(Stored records)

════════════════

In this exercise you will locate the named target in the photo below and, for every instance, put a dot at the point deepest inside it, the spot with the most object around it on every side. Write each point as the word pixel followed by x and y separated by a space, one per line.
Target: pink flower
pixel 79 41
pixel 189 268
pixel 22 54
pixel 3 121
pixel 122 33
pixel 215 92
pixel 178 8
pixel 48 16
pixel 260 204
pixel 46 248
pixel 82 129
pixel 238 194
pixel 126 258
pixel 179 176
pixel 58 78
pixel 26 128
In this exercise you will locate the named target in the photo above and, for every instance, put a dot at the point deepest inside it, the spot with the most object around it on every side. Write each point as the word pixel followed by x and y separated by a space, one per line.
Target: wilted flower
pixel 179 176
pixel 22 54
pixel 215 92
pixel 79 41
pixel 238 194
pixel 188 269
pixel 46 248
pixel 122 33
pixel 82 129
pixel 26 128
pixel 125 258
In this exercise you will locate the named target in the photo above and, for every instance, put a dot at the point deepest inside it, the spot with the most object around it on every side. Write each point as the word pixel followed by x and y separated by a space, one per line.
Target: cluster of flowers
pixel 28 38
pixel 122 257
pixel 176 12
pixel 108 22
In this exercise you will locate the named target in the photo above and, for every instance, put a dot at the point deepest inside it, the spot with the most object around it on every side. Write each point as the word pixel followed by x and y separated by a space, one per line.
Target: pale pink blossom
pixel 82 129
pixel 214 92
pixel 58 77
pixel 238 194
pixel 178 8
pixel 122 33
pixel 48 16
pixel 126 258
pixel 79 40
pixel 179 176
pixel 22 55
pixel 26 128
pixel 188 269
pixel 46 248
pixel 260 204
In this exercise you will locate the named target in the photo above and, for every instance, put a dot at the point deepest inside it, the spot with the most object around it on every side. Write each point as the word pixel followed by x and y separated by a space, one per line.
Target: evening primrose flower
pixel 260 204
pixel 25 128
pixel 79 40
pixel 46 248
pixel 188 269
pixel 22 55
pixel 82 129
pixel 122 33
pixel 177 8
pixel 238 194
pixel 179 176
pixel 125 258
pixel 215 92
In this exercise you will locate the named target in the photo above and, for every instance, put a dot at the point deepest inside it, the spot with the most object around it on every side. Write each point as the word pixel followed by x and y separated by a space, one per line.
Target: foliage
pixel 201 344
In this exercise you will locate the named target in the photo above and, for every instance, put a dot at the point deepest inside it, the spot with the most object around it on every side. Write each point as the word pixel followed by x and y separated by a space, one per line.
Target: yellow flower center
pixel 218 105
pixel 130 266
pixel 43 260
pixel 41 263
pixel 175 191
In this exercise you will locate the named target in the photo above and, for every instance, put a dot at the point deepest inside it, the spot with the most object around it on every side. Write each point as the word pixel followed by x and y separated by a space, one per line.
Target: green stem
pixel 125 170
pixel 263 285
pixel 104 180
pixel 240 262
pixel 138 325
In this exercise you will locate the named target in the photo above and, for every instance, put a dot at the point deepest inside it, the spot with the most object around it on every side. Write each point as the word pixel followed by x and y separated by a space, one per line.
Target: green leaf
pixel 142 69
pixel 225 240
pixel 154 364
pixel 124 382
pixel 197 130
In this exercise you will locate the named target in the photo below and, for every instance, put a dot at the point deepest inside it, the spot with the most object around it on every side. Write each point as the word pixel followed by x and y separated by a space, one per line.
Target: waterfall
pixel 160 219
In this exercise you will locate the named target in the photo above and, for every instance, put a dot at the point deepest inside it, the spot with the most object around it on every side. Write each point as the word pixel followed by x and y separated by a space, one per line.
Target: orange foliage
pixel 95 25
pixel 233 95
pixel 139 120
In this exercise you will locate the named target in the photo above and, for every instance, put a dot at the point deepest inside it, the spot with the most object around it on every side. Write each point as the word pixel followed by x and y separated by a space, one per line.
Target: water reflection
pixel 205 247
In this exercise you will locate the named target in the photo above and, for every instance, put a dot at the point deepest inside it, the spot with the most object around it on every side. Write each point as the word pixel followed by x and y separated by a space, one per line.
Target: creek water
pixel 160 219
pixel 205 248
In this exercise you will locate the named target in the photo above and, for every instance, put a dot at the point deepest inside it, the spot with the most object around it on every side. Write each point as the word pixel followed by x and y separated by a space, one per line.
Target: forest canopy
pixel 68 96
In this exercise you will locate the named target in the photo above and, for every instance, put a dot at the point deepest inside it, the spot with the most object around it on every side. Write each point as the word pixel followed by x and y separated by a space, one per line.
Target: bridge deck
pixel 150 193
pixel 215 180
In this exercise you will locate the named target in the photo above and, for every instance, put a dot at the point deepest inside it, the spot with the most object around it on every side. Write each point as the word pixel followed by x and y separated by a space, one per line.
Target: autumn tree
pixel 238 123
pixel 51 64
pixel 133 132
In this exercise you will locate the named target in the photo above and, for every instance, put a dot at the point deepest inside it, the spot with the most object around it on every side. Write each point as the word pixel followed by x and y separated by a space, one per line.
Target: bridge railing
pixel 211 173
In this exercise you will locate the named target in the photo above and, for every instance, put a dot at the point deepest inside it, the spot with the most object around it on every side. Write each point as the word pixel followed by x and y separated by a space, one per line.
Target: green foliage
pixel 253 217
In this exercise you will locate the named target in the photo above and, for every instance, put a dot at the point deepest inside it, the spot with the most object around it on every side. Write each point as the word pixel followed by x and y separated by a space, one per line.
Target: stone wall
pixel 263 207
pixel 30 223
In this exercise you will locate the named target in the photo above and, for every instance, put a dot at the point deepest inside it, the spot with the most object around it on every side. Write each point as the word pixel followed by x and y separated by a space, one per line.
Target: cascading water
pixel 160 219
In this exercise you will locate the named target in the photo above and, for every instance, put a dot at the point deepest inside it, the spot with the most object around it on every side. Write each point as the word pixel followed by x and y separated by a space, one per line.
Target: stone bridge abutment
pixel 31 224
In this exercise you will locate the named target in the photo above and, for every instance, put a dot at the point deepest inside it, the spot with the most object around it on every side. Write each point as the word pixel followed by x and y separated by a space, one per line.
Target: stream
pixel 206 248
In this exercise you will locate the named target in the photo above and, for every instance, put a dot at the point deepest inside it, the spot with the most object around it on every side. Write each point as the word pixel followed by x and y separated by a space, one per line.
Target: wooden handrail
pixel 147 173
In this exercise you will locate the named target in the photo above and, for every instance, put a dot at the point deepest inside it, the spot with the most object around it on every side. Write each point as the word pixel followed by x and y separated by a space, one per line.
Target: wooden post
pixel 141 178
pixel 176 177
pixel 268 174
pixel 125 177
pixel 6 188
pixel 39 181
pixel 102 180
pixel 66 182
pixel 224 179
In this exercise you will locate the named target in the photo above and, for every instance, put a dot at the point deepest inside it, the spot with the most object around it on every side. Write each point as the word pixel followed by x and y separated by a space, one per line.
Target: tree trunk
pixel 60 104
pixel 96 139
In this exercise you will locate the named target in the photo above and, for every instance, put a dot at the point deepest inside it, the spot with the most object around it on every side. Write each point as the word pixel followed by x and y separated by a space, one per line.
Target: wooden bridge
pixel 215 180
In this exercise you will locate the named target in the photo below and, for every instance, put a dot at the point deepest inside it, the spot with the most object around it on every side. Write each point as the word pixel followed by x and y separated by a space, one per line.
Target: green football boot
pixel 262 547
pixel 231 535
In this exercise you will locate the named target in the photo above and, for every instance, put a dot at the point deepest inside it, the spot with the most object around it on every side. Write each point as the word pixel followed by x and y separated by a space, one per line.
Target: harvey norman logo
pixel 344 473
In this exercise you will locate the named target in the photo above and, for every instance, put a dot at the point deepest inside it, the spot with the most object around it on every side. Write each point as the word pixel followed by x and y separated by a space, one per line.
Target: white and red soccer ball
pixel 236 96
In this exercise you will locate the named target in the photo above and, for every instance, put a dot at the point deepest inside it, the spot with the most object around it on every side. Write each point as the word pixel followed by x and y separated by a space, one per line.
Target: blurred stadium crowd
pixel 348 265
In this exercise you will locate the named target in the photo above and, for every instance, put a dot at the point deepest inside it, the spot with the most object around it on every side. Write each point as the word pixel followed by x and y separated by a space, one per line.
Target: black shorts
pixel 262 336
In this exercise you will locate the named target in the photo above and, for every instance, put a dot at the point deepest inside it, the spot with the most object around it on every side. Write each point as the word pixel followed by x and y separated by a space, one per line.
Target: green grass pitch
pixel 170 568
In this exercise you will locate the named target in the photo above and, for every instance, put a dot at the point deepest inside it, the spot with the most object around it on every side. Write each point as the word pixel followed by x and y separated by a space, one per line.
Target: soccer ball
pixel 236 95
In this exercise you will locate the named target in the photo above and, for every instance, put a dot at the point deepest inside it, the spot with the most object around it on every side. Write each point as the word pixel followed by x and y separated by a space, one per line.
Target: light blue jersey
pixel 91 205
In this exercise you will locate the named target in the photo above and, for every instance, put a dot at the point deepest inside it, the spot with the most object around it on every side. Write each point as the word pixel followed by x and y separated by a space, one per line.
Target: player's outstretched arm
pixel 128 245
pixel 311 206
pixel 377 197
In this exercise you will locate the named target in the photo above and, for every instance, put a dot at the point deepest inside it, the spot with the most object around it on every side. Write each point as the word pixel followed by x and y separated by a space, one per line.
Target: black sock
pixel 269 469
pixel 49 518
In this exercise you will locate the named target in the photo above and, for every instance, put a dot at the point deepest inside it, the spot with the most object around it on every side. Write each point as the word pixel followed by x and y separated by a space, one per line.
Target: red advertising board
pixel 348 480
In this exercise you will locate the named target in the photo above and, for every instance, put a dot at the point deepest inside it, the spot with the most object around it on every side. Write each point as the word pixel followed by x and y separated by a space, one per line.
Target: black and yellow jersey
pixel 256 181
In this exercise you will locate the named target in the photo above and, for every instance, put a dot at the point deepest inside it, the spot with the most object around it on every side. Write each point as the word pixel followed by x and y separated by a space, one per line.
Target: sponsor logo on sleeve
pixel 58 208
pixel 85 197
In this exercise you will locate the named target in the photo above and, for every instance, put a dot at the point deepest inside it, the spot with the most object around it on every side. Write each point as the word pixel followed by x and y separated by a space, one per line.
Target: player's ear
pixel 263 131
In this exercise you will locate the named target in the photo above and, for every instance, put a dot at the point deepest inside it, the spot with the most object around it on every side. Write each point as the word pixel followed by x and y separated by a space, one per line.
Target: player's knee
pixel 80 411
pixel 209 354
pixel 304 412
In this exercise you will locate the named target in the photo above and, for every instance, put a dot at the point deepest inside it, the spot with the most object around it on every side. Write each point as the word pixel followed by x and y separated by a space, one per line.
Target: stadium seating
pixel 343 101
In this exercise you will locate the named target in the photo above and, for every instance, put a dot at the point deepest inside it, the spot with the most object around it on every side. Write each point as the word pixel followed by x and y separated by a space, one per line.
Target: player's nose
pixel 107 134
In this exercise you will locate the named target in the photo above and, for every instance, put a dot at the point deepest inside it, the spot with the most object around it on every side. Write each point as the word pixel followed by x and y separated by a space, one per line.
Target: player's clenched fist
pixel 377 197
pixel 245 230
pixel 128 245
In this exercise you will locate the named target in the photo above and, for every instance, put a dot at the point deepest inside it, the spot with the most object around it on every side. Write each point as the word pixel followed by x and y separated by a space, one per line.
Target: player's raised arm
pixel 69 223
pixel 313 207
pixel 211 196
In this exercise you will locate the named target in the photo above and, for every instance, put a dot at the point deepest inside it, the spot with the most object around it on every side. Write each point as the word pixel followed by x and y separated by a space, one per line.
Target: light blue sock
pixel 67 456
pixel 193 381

════════════════

▶ **AIM**
Pick out and copy every line in the rows above that contains the word "black", treating uppercase and lowercase letters as different.

▶ **RESULT OF THIS EXERCISE**
Target: black shorts
Target: black sock
Target: black and yellow jersey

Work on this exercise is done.